● SET EXERCISE: Switch "white cloud" to "cumulus cloud" in the data, from the first line through the line with "[890,803,940,847]", and leave everything else unchanged. Return only those lines.

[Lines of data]
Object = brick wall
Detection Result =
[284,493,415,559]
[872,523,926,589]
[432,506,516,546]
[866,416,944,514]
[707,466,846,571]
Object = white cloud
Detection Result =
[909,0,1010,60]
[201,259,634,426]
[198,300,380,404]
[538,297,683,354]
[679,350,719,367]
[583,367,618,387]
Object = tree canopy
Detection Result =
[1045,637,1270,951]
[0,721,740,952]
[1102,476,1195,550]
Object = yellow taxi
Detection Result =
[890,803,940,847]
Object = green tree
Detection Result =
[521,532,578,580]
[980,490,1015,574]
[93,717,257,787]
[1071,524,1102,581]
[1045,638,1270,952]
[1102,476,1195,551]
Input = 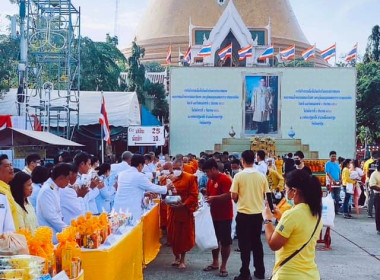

● TASK ANSWER:
Object = brick wall
Detection Result =
[284,493,415,559]
[872,523,926,589]
[432,506,516,546]
[866,416,944,514]
[707,466,846,571]
Object = cumulus cloud
Detection Result =
[909,0,1010,60]
[201,259,634,426]
[198,300,380,404]
[538,297,683,354]
[679,350,719,367]
[583,367,618,387]
Object = tree canopy
Detection Result =
[1045,637,1270,951]
[0,721,740,952]
[1102,476,1195,550]
Object = yellow taxi
Detection Result =
[890,803,940,847]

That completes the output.